===== SUPPLIED MATERIAL =====

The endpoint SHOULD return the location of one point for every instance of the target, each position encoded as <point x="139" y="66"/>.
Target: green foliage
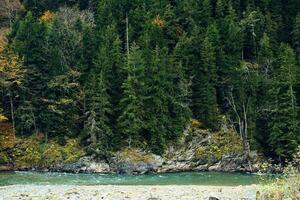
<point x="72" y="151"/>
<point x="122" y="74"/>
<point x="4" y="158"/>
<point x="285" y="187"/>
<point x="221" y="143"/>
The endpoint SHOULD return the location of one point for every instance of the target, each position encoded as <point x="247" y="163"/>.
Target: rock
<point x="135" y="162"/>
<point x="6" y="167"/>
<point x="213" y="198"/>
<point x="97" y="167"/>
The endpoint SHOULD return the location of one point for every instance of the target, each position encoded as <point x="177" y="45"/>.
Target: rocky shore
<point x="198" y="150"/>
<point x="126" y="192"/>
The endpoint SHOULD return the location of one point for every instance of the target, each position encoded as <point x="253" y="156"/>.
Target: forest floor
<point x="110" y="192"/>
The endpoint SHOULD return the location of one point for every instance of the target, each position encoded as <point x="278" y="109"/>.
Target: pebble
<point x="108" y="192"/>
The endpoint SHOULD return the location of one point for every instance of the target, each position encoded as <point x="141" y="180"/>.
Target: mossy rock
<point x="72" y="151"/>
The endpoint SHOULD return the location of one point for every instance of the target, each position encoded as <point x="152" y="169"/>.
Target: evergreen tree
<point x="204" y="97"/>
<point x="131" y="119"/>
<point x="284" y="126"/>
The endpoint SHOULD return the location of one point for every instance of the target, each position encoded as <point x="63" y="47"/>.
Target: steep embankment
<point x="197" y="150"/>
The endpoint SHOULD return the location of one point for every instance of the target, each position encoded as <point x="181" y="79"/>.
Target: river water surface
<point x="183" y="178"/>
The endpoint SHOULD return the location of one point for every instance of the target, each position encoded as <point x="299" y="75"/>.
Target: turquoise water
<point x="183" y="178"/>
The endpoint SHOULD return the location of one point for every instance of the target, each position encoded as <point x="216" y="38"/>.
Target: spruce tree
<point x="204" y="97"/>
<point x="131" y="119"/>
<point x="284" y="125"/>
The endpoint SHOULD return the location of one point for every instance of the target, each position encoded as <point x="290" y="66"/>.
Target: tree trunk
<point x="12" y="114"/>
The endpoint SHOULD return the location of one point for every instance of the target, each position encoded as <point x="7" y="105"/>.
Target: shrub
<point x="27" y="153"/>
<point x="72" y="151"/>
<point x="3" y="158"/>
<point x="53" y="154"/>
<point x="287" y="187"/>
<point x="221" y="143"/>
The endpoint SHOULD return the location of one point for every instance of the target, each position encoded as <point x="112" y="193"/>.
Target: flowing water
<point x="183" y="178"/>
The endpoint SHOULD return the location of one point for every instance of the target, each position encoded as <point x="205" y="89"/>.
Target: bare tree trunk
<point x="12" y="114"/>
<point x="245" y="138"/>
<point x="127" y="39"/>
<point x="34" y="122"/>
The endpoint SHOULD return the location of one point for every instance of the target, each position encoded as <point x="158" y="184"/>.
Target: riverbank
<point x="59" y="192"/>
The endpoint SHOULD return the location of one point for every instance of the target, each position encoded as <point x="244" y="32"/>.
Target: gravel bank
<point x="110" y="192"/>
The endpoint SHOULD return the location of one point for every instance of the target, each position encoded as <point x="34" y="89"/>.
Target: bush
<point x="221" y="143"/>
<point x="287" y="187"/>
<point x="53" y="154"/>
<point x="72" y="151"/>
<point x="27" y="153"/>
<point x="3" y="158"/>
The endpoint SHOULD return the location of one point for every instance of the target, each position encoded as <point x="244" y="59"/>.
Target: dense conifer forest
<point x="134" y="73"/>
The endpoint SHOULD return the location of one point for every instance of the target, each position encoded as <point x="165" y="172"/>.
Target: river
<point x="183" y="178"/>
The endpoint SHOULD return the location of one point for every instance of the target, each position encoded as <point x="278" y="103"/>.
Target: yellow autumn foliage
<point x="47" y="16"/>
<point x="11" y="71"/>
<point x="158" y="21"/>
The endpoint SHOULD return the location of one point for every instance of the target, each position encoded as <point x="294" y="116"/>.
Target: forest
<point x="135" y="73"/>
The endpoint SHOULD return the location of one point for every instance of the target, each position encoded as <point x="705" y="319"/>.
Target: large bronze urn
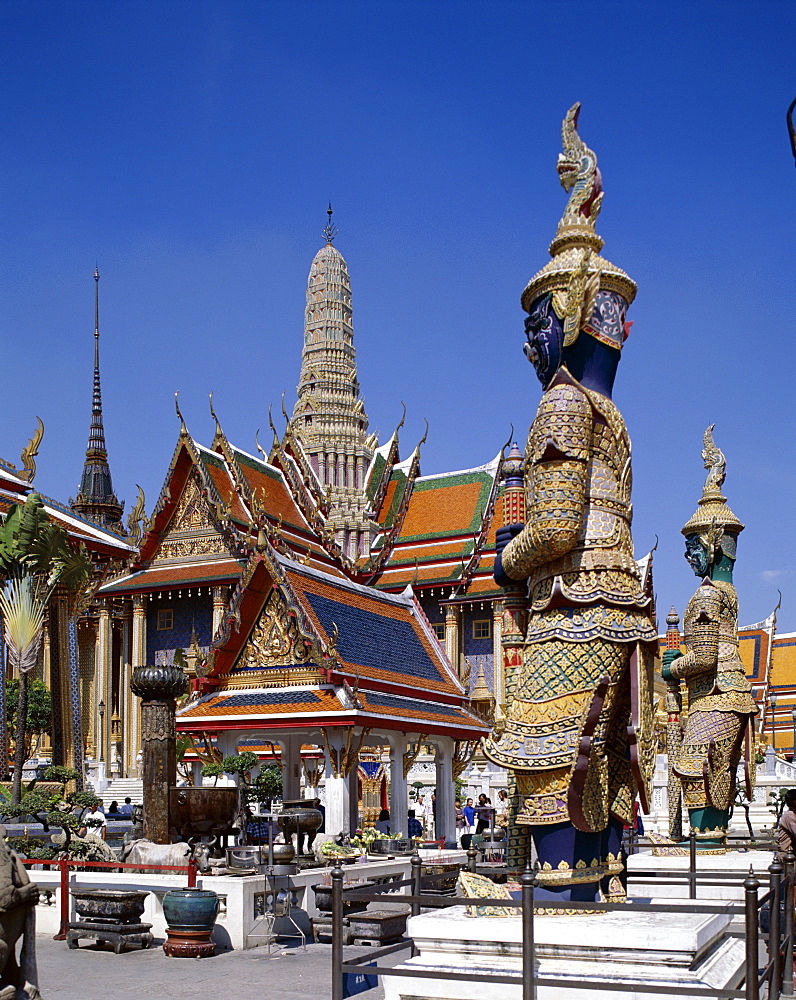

=====

BRIEF: Take every entry and repeat it verbatim, minus the pictures.

RESPONSE TO THE EXERCISE:
The endpoint SHOULD return the location of one point for every instance of the target, each position encoded as <point x="139" y="66"/>.
Target: green foliage
<point x="72" y="151"/>
<point x="122" y="74"/>
<point x="4" y="158"/>
<point x="285" y="187"/>
<point x="221" y="143"/>
The endpoint SHOULD return the location of one point for every instance of the target, each position encoded as <point x="247" y="163"/>.
Target: rock
<point x="135" y="162"/>
<point x="6" y="167"/>
<point x="213" y="198"/>
<point x="97" y="167"/>
The endpoint SHOULD return the location of one point for every instance of the target, each position encoded as <point x="177" y="45"/>.
Target: rocky shore
<point x="198" y="150"/>
<point x="126" y="192"/>
The endpoint SHOULD return the location of one point for every instance of the target, each position encoded as <point x="253" y="156"/>.
Target: forest floor
<point x="110" y="192"/>
The endpoint SHOULD return the location of one point for every instance of the target, each position encoded as <point x="278" y="109"/>.
Target: pebble
<point x="108" y="192"/>
The endpoint SHOULD return the location of one point for every instance of the target, each position encoded as <point x="141" y="180"/>.
Target: mossy rock
<point x="72" y="151"/>
The endpoint SHOULD return the location of one point for every instance of the target, each position encoded as <point x="152" y="169"/>.
Target: evergreen tree
<point x="204" y="97"/>
<point x="131" y="119"/>
<point x="284" y="126"/>
The endpoint SHOULD return the location of one point for every instance of the target, each position encoded as <point x="63" y="47"/>.
Target: steep embankment
<point x="197" y="150"/>
The endpoint SHOULD return the location of one point for every instance of the target, each position encoded as <point x="181" y="79"/>.
Target: river water surface
<point x="183" y="178"/>
The endpoint SHOULD return the location of one point for every instance of the target, each position encoded as <point x="299" y="75"/>.
Target: turquoise water
<point x="183" y="178"/>
The endpoint SHOULD return the location of one point for every instance of the target, each position encoded as <point x="216" y="38"/>.
Target: spruce tree
<point x="204" y="97"/>
<point x="131" y="119"/>
<point x="284" y="125"/>
The endpoint SHOULD return the location of one point for every instance of the target, each position encoded as <point x="290" y="66"/>.
Target: tree trunk
<point x="12" y="114"/>
The endpoint SHOULD return the location of one point for every instance of the target, each position encoded as <point x="7" y="105"/>.
Target: shrub
<point x="27" y="153"/>
<point x="72" y="151"/>
<point x="3" y="158"/>
<point x="53" y="154"/>
<point x="287" y="187"/>
<point x="221" y="143"/>
The endpoint SHOULD return the location of one point for every instance of the target, each position encoded as <point x="112" y="193"/>.
Target: flowing water
<point x="183" y="178"/>
The endpoint SHOULD return the location of one point for every instance of the target, each position encoded as <point x="205" y="89"/>.
Target: bare tree trunk
<point x="12" y="114"/>
<point x="245" y="138"/>
<point x="127" y="39"/>
<point x="34" y="122"/>
The endpoint SHOULD return the location of one point for every instance of the target, each position encoded as <point x="158" y="184"/>.
Target: riverbank
<point x="59" y="192"/>
The endpoint SHOULD return the location of one point for every instance of the target, each position encoded as <point x="244" y="32"/>.
Target: gravel bank
<point x="110" y="192"/>
The endpoint SHOULD return the location of one point for every instance of the target, each position encoded as <point x="34" y="89"/>.
Target: bush
<point x="221" y="143"/>
<point x="287" y="187"/>
<point x="53" y="154"/>
<point x="72" y="151"/>
<point x="27" y="153"/>
<point x="3" y="158"/>
The endpoint SHOULD return the location of one point for every instance of the target, each position encoded as <point x="244" y="59"/>.
Target: dense conifer forest
<point x="134" y="73"/>
The endpoint SHOULD return the location of one point for every instance of the target, each position encoded as <point x="165" y="172"/>.
Target: river
<point x="183" y="178"/>
The endpoint SHOULD return the location of one point for every instance of the target, each position encoded as <point x="278" y="103"/>.
Target: yellow autumn foliage
<point x="47" y="16"/>
<point x="11" y="71"/>
<point x="158" y="21"/>
The endpoint SHOULD return the location of one point for every instance of the target, each position encoded as <point x="294" y="116"/>.
Target: forest
<point x="135" y="73"/>
The endpoint SHOULD return the location of one point for every instance of the target, each position encoded as <point x="705" y="319"/>.
Target: large bronze urn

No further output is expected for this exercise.